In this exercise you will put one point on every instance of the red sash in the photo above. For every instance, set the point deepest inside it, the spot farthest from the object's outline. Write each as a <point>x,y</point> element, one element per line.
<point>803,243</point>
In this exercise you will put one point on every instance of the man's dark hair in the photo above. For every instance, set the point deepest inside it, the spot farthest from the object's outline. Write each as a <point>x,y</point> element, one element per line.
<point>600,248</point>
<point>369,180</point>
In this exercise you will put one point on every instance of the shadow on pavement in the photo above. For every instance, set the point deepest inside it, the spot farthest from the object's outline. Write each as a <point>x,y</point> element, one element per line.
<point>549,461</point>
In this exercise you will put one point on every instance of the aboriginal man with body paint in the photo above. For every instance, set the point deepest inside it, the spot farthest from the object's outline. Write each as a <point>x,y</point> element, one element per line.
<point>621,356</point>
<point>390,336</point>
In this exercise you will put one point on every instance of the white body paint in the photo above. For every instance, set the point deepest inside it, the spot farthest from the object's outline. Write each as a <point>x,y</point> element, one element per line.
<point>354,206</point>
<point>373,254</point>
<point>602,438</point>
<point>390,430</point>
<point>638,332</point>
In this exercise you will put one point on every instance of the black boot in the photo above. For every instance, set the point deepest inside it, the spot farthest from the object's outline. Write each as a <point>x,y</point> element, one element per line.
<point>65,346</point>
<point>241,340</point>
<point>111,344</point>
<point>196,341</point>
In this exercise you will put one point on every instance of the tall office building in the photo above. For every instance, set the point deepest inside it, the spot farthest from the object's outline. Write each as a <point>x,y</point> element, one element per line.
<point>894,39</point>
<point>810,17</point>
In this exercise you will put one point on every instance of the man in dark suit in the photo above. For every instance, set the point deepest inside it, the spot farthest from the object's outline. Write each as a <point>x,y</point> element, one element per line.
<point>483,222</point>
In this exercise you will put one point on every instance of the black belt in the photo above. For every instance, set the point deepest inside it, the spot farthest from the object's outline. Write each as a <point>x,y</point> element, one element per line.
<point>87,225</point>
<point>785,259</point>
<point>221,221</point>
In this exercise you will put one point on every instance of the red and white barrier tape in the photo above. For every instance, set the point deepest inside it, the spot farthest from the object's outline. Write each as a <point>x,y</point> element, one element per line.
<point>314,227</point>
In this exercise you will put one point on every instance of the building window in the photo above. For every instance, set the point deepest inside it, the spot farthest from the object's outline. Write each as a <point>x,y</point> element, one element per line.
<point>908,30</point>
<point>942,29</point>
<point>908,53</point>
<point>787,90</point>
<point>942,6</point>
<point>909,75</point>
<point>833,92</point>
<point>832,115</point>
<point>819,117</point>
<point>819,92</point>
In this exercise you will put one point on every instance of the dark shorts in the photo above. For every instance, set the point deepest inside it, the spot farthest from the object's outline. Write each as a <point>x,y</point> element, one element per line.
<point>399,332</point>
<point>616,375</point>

□ □ □ □ □ □ □

### Stated problem
Rewrite the lines of the material from the one containing "of the shadow" through the one containing "<point>390,336</point>", replacing "aboriginal man with body paint" with "painted man" and leaving everything else unchanged.

### Solution to this exercise
In this exercise you will put one point on every instance of the shadow on pavement in the photo above. For every instance, set the point deepest inside it, the spot farthest from the object's outline. Write each as a <point>x,y</point> element, one element per line.
<point>549,461</point>
In this exercise you will put one point on every instance of the painted man in the photo above. For every instance, set the point deepest inside it, the spot farthest from the object's outline. Write each as a <point>x,y</point> element, one element per line.
<point>621,356</point>
<point>390,336</point>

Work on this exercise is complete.